-- Tugas Anda --
(1) Jawablah pertanyaan berikut berdasarkan teks tentang Lukas Yohandoyo.
(a) Di kota mana Lukas Yohandoyo mendirikan Sekolah Sepak Bola remaja?
(b) Gelar apa yang berhasil diraih anak-anak asuhannya pada tahun 1998?
(c) Apa nama klub yang ia dirikan bersama rekan-rekannya saat duduk di bangku SMA?
(2) Lanjutkan teks tentang Lukas Yohandoyo, dimulai setelah kalimat terakhirnya.

-- Teks yang Ditampilkan --
▬▬▬▬▬▬
Sabtu, 24 Juli 2010

Dr.Lukas Yohandoyo


PENCINTA BOLA YANG SOSIAL

Saat menyaksikan Piala Dunia, Lukas Yohandoyo teringat kembali akan pengalamannya di dunia sepak bola. Ia pernah mendirikan Sekolah Sepak Bola remaja di kotanya, Malang. Prestasi terbaik anak-anak asuhannya adalah ketika berhasil menyabet gelar juara PSSI Yunior (1998).

Pak Yo, panggilan akrab pria ramah ini, menyukai sepak bola sejak ia masih remaja. Saat duduk di bangku SMA, Yo mendirikan klub V3 (Veni Vidi Vici) bersama rekan-rekannya. Kecintaannya terhadap bola dibawanya terus hingga kini.
▬▬▬▬▬▬
-- Data Tersimpan --
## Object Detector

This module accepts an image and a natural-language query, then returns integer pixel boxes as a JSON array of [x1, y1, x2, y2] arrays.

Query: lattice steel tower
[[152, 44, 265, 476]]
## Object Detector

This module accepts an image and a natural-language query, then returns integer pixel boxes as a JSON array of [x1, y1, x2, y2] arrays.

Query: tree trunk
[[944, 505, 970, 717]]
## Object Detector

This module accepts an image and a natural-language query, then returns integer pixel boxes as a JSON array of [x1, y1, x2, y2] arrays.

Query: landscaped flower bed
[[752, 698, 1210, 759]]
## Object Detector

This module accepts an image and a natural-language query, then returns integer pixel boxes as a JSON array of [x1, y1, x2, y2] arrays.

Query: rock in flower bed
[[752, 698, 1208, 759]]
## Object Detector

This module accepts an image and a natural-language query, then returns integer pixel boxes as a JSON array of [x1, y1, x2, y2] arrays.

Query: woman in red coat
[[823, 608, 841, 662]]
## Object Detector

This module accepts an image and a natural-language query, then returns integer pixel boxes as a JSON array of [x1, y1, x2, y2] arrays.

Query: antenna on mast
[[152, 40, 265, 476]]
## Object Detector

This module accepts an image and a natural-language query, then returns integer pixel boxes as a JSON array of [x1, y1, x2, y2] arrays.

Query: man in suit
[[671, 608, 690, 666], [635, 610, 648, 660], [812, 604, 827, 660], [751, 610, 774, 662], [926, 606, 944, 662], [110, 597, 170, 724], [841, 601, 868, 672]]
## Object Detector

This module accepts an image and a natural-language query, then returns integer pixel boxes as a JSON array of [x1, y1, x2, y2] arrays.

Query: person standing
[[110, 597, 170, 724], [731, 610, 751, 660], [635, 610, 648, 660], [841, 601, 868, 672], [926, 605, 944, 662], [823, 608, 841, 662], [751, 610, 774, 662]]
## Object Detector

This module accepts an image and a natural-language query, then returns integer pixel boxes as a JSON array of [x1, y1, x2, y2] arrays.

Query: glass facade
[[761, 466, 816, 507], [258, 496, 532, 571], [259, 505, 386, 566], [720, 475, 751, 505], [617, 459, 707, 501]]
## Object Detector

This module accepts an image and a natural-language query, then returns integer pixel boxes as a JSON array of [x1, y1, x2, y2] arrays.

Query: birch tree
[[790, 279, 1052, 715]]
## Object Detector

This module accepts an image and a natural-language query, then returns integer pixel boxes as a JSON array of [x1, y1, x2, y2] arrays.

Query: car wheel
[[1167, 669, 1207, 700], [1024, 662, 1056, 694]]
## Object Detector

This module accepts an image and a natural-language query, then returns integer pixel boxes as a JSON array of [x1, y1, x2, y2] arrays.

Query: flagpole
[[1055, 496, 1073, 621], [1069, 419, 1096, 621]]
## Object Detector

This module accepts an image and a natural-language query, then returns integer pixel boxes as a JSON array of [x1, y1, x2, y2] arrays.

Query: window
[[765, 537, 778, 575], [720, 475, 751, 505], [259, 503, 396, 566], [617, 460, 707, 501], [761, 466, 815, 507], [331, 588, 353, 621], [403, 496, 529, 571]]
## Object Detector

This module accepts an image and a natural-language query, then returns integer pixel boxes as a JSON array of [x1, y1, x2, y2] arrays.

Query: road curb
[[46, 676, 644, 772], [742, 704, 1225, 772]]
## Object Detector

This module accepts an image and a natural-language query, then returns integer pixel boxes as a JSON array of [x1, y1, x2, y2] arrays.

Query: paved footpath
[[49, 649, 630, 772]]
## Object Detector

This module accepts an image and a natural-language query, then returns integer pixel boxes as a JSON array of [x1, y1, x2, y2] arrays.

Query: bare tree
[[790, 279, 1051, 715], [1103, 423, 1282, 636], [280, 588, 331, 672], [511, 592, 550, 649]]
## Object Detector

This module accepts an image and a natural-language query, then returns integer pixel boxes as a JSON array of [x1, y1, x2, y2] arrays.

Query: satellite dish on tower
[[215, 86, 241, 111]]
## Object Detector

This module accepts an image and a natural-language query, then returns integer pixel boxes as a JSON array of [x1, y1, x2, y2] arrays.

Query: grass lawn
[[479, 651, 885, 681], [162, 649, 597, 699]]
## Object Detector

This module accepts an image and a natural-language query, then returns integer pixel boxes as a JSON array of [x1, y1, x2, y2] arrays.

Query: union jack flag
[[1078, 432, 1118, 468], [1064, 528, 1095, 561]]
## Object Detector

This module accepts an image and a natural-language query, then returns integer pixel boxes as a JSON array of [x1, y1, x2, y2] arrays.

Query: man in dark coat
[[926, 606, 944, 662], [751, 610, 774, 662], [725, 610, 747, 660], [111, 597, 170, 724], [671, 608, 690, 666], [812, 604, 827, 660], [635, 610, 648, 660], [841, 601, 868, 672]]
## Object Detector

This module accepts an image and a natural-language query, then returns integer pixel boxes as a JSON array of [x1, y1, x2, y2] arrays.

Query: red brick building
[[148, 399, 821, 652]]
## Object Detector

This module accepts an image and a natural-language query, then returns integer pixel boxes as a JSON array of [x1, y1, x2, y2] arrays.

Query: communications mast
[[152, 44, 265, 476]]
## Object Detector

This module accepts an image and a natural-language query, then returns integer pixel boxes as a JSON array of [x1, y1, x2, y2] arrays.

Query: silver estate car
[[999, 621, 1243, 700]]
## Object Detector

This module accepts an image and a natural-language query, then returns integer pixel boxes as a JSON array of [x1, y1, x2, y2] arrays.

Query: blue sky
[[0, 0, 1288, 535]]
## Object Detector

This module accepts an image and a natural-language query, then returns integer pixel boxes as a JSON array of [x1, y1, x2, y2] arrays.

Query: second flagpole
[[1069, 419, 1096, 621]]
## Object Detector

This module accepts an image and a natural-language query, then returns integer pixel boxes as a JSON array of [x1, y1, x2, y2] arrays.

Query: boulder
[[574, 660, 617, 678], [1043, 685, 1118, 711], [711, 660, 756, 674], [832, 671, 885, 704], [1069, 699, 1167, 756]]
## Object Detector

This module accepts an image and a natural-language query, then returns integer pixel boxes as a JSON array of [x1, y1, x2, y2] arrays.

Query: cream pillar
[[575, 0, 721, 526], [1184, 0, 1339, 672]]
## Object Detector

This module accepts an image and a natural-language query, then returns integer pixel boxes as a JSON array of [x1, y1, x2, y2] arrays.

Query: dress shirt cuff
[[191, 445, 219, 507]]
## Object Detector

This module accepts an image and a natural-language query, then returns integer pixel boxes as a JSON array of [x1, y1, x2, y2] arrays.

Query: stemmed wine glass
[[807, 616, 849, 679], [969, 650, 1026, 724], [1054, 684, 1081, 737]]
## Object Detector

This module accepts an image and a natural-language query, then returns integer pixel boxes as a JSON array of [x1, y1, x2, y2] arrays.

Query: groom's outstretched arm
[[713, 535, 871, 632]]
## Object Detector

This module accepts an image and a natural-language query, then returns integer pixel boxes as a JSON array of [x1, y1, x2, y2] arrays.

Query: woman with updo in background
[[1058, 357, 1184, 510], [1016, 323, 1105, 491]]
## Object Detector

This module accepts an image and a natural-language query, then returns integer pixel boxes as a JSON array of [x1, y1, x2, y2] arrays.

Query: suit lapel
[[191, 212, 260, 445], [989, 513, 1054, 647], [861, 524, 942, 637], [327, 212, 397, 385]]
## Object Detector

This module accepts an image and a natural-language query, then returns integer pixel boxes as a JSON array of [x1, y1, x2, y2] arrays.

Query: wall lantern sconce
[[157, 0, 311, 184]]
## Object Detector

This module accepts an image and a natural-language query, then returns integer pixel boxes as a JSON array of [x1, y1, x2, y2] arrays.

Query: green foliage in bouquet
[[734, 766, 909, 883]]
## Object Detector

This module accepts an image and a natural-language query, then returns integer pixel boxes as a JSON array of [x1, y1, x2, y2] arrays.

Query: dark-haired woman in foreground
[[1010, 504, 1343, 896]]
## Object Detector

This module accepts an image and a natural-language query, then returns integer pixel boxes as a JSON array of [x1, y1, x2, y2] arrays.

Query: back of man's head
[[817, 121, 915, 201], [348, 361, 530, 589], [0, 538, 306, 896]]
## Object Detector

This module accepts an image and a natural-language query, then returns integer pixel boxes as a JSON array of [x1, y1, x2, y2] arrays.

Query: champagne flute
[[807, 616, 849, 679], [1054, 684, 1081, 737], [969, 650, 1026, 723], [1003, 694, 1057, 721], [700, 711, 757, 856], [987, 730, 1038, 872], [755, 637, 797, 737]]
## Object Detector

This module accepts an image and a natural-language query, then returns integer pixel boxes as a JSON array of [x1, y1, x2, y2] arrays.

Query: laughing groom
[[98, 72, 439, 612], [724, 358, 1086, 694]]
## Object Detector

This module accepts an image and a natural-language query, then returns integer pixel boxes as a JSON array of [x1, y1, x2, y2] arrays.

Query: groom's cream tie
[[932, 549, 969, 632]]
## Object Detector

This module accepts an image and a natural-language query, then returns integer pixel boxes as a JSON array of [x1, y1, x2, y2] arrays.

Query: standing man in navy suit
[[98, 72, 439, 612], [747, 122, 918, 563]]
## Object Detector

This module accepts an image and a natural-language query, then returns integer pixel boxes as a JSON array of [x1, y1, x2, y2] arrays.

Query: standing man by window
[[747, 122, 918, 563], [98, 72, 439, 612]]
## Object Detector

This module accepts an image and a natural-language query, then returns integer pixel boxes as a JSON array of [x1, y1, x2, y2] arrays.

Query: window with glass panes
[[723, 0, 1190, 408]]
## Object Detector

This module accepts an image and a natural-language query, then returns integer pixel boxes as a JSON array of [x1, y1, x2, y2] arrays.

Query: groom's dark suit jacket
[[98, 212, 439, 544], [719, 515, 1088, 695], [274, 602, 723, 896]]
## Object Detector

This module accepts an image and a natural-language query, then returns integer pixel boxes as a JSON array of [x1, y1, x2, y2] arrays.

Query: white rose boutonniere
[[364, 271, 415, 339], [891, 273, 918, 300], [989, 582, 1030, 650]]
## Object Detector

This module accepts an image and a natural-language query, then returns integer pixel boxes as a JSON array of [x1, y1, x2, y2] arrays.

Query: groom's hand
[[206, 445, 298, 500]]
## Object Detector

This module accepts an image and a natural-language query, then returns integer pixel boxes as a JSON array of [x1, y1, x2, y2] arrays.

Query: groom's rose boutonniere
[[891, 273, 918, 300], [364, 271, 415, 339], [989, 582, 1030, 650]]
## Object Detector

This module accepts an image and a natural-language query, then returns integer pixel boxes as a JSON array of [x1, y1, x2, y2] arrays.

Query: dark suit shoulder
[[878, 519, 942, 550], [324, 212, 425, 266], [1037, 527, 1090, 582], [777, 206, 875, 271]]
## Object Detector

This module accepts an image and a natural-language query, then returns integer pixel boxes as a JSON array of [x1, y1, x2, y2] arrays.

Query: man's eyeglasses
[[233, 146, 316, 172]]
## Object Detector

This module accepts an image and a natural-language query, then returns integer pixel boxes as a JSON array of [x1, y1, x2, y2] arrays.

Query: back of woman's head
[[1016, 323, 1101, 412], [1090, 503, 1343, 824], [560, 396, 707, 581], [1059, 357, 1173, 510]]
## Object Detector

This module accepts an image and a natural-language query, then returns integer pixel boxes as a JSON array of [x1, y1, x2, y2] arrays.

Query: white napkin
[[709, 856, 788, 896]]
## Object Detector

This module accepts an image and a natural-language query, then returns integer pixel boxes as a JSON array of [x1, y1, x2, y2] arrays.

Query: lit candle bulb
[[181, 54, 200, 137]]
▬▬▬▬▬▬
-- Jawaban --
(1)
(a) Malang
(b) Juara PSSI Yunior
(c) V3 (Veni Vidi Vici)

(2)
Sehari-hari Yohandoyo adalah seorang dokter medis. Setelah lulus dokter dari fakultas Kedokteran Universitas Airlangga Surabaya (1965) Yo ditempatkan di Rumah Sakit dr.Saiful Anwar (RSSA) Malang. Yo bertugas di Rumah Sakit ini hingga pensiun (1998). Meski bekerja di Rumah Sakit, Yo tetap tak mau melepaskan diri dari kegemarannya di bidang olah raga, khususnya Sepak Bola. Saat ia menjabat sebagai direktur bagian Pavilyun RSSA, Yo mendirikan klub sepak bola. “Semua pemainnya adalah pegawai RSSA. Dan ini merupakan satu-satunya Rumah Sakit di Indonesia yang memiliki klub Sepak Bola!”, ujar dokter yang pernah mendapat pendidikan tambahan Kedokteran Olahraga ini.

Di kota Malang, tempat tinggalnya, nama Yohandoyo populer di kalangan pencinta sepak bola. Tidak heran bahwa ia pernah diminta menjadi pengurus PERSEMA (Persatuan Sepak Bola Malang). Selama 8 tahun ia duduk sebagai Ketua Harian dan Team Manager. Di bawah asuhannya, PERSEMA naik tingkat dari grup klassemen divisi I ke divisi utama. Selama 8 tahun itu ia kerap berkeliling Indonesia mendampingi tim asuhannya mengikuti pelbagai turnamen. Yo pernah juga menyelenggarakan “Kursus Wasit dan Pelatih Sepak Bola”, suatu kegiatan yang jarang diadakan.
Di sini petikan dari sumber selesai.